* INPUT RECORDS
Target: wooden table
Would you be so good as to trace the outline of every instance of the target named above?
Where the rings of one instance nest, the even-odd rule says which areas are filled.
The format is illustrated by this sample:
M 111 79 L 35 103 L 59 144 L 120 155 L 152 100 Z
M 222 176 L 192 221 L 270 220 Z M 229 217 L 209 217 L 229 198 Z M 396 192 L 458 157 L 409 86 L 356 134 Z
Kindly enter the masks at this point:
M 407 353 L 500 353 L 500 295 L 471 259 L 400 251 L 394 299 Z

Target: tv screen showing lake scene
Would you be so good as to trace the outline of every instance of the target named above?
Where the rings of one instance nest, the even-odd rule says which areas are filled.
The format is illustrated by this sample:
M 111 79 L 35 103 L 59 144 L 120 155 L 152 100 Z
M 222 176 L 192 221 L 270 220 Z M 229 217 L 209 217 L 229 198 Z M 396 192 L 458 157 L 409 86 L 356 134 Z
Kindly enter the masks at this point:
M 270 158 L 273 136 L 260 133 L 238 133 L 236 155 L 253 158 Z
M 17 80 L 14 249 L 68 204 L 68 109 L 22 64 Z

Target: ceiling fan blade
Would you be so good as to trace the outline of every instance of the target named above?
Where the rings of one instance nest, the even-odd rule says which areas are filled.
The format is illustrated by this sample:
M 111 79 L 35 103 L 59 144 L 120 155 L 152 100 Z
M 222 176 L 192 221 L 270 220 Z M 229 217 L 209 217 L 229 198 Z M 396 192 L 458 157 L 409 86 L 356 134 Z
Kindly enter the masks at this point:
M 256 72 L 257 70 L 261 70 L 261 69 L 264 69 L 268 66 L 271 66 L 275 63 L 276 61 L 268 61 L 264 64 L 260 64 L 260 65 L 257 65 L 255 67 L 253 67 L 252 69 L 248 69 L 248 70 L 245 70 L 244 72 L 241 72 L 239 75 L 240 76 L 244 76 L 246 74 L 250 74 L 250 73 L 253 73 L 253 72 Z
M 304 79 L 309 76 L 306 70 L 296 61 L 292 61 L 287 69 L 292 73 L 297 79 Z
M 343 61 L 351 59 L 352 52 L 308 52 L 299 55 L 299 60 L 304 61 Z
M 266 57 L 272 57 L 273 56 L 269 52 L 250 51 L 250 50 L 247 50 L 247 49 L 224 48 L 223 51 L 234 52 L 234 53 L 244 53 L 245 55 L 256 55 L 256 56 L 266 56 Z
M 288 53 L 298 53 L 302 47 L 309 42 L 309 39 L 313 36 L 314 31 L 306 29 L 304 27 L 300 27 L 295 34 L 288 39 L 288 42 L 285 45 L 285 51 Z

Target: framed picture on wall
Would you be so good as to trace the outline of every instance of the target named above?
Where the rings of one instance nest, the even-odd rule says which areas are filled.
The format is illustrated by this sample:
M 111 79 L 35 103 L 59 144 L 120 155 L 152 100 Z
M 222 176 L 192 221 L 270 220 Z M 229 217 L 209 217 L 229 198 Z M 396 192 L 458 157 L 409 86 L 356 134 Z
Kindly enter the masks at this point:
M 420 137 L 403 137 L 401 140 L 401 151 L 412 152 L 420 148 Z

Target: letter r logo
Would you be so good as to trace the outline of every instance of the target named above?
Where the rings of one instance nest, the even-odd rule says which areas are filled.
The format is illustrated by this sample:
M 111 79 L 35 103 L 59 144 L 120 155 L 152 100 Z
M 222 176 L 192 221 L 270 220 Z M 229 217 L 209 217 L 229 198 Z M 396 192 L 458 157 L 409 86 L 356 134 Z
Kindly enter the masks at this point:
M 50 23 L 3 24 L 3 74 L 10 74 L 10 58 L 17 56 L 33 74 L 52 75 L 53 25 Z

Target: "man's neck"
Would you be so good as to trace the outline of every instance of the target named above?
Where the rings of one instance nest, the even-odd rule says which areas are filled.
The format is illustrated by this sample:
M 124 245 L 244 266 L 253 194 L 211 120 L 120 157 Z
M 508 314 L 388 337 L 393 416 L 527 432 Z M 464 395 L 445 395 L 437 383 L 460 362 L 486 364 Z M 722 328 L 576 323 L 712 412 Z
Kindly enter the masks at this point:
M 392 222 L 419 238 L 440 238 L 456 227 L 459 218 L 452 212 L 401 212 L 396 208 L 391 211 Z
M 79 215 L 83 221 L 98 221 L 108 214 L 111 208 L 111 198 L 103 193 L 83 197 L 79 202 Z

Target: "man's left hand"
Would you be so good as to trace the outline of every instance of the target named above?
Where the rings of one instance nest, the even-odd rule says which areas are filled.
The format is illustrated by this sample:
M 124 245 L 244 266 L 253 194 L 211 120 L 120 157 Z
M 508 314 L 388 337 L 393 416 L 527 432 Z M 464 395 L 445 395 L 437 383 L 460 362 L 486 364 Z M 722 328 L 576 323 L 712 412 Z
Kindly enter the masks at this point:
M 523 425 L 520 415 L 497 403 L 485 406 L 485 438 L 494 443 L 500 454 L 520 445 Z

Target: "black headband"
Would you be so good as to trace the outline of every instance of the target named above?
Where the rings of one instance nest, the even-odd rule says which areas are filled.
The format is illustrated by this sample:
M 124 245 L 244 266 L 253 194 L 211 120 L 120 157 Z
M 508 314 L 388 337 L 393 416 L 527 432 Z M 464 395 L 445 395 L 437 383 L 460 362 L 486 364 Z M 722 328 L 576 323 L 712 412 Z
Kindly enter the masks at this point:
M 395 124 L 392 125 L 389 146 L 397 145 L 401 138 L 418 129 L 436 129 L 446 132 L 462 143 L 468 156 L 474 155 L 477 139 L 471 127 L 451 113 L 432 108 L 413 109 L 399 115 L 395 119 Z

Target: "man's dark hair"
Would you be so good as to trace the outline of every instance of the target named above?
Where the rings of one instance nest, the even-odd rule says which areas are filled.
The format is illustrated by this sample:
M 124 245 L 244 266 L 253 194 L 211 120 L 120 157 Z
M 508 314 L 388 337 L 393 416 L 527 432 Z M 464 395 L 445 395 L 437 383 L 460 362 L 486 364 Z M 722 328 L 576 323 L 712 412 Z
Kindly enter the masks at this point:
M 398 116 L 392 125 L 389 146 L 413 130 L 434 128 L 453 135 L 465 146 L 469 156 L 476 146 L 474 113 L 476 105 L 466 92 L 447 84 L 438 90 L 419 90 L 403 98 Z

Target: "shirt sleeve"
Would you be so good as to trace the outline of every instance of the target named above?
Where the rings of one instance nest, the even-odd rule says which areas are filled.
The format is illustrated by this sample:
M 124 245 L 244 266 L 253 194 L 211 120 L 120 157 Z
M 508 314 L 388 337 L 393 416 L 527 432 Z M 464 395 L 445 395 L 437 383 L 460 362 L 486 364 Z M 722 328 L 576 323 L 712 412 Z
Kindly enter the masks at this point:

* DESCRIPTION OF THE TASK
Return each entry without altering a single word.

* SOLUTION FOR THIS EXERCISE
Target: wooden table
Would you be so good as to trace the outline of every instance of the target named above?
Where the rings of one instance nest, the even-odd rule says which areas are filled.
The format is illustrated by this sample:
M 111 79 L 35 103 L 59 144 L 120 155 L 152 100 Z
M 222 176 L 192 221 L 270 220 Z M 229 217 L 209 217 L 229 198 Z M 396 192 L 458 157 L 409 86 L 356 134 Z
Kindly enter the masks at this point:
M 407 353 L 500 353 L 500 295 L 471 259 L 400 251 L 394 299 Z

Target: tv screen showing lake scene
Would you be so good as to trace the outline of every instance of the target named above?
Where the rings of one instance nest, the even-odd rule says which areas are filled.
The format is illustrated by this sample:
M 111 79 L 35 103 L 59 144 L 120 155 L 152 100 Z
M 222 176 L 192 221 L 270 220 Z M 229 217 L 209 217 L 229 198 Z M 396 192 L 458 157 L 409 86 L 356 134 Z
Kindly enter the masks at this point:
M 270 158 L 273 136 L 260 133 L 238 133 L 236 155 L 253 158 Z
M 17 80 L 14 249 L 68 204 L 68 109 L 22 64 Z

Target: ceiling fan blade
Would you be so good as to trace the outline of every instance of the target named above?
Where the rings of one instance nest, the even-odd rule says which areas are filled.
The format is illustrated by this sample:
M 111 79 L 35 103 L 59 144 L 120 155 L 152 100 Z
M 222 176 L 192 221 L 270 220 Z M 229 217 L 209 217 L 229 198 Z M 396 192 L 458 157 L 409 86 L 356 134 Z
Kindly enter the masks at this point:
M 256 72 L 257 70 L 261 70 L 261 69 L 264 69 L 268 66 L 271 66 L 275 63 L 276 61 L 268 61 L 264 64 L 260 64 L 260 65 L 257 65 L 255 67 L 253 67 L 252 69 L 248 69 L 248 70 L 245 70 L 244 72 L 241 72 L 239 75 L 240 76 L 244 76 L 246 74 L 250 74 L 250 73 L 253 73 L 253 72 Z
M 304 79 L 309 76 L 306 70 L 296 61 L 292 61 L 287 69 L 292 73 L 297 79 Z
M 343 61 L 351 59 L 352 52 L 308 52 L 299 55 L 299 60 L 304 61 Z
M 266 57 L 272 57 L 273 56 L 269 52 L 250 51 L 250 50 L 247 50 L 247 49 L 224 48 L 223 51 L 234 52 L 234 53 L 244 53 L 245 55 L 256 55 L 256 56 L 266 56 Z
M 288 53 L 298 53 L 302 47 L 309 42 L 309 39 L 313 36 L 314 31 L 306 29 L 304 27 L 300 27 L 295 34 L 288 39 L 288 42 L 285 45 L 285 51 Z

Target: framed picture on wall
Would you be so good as to trace the outline of every instance of the target named above?
Where the rings of one instance nest, the even-odd rule says which areas are filled.
The format is illustrated by this sample:
M 111 79 L 35 103 L 59 144 L 120 155 L 152 100 Z
M 222 176 L 192 221 L 270 220 Z M 229 217 L 209 217 L 229 198 Z M 396 192 L 458 157 L 409 86 L 356 134 Z
Kindly enter the masks at this point:
M 420 137 L 403 137 L 401 140 L 401 151 L 412 152 L 420 148 Z

Target: letter r logo
Would you be so good as to trace the outline of every instance of the target named above?
Where the rings of one instance nest, the even-odd rule says which areas are filled.
The format is illustrated by this sample:
M 111 79 L 35 103 L 59 144 L 120 155 L 152 100 Z
M 222 176 L 192 221 L 270 220 Z M 229 217 L 209 217 L 229 198 Z M 396 192 L 458 157 L 409 86 L 356 134 Z
Kindly enter the masks at this point:
M 50 23 L 3 24 L 3 74 L 10 74 L 10 58 L 17 56 L 33 74 L 52 75 L 53 25 Z

Target: "man's neck"
Would you be so good as to trace the outline of every instance of the target named above?
Where the rings of one instance nest, the even-odd rule says which areas are filled.
The format is illustrated by this sample:
M 124 245 L 244 266 L 253 194 L 211 120 L 120 157 Z
M 508 314 L 388 337 L 393 416 L 527 432 Z M 464 395 L 445 395 L 437 383 L 460 362 L 486 364 Z M 722 328 L 576 323 L 712 412 Z
Kindly enter the masks at this point:
M 392 222 L 419 238 L 440 238 L 456 227 L 459 218 L 452 212 L 401 212 L 396 208 L 391 211 Z
M 79 215 L 83 221 L 98 221 L 108 214 L 111 208 L 111 198 L 103 193 L 83 197 L 79 202 Z

Target: "man's left hand"
Would you be so good as to trace the outline of every instance of the target named above?
Where the rings of one instance nest, the even-odd rule says which areas are filled.
The format is illustrated by this sample:
M 124 245 L 244 266 L 253 194 L 211 120 L 120 157 Z
M 508 314 L 388 337 L 393 416 L 527 432 Z M 464 395 L 445 395 L 437 383 L 460 362 L 486 364 Z M 722 328 L 576 323 L 712 412 Z
Kindly enter the masks at this point:
M 523 425 L 520 415 L 497 403 L 485 406 L 485 438 L 494 443 L 500 454 L 520 445 Z

Target: "black headband"
Would you be so good as to trace the outline of every instance of the target named above?
Where the rings of one instance nest, the even-odd rule says which areas are filled.
The format is illustrated by this sample:
M 124 245 L 244 266 L 253 194 L 211 120 L 120 157 Z
M 508 314 L 388 337 L 393 416 L 527 432 Z M 464 395 L 445 395 L 437 383 L 460 362 L 486 364 Z M 722 328 L 576 323 L 712 412 Z
Kindly enter the masks at this point:
M 395 124 L 392 125 L 389 146 L 397 145 L 401 138 L 418 129 L 436 129 L 446 132 L 462 143 L 468 156 L 474 155 L 477 139 L 471 127 L 451 113 L 432 108 L 413 109 L 399 115 L 395 119 Z

Target: "man's dark hair"
Would you be so good as to trace the outline of every instance of the target named above?
Where the rings of one instance nest, the even-odd rule says which areas are filled.
The format is illustrated by this sample:
M 124 245 L 244 266 L 253 194 L 211 120 L 120 157 Z
M 508 314 L 388 337 L 393 416 L 527 432 Z M 464 395 L 445 395 L 437 383 L 460 362 L 486 364 Z M 722 328 L 576 323 L 712 412 Z
Kindly enter the masks at this point:
M 398 116 L 392 125 L 389 146 L 413 130 L 434 128 L 453 135 L 465 146 L 469 156 L 476 146 L 474 113 L 476 105 L 466 92 L 447 84 L 438 90 L 419 90 L 403 98 Z

Target: "shirt sleeve"
Would you be so good as to trace the outline of every instance of the target named above?
Where the rings of one instance nest, the even-odd rule says which areas are filled.
The format is illustrated by this sample:
M 124 245 L 244 266 L 253 194 L 211 120 L 120 157 Z
M 508 314 L 388 337 L 393 416 L 527 432 Z M 464 395 L 445 395 L 437 383 L 460 362 L 486 364 Z M 722 328 L 576 323 L 712 412 Z
Kindly enter the masks at this point:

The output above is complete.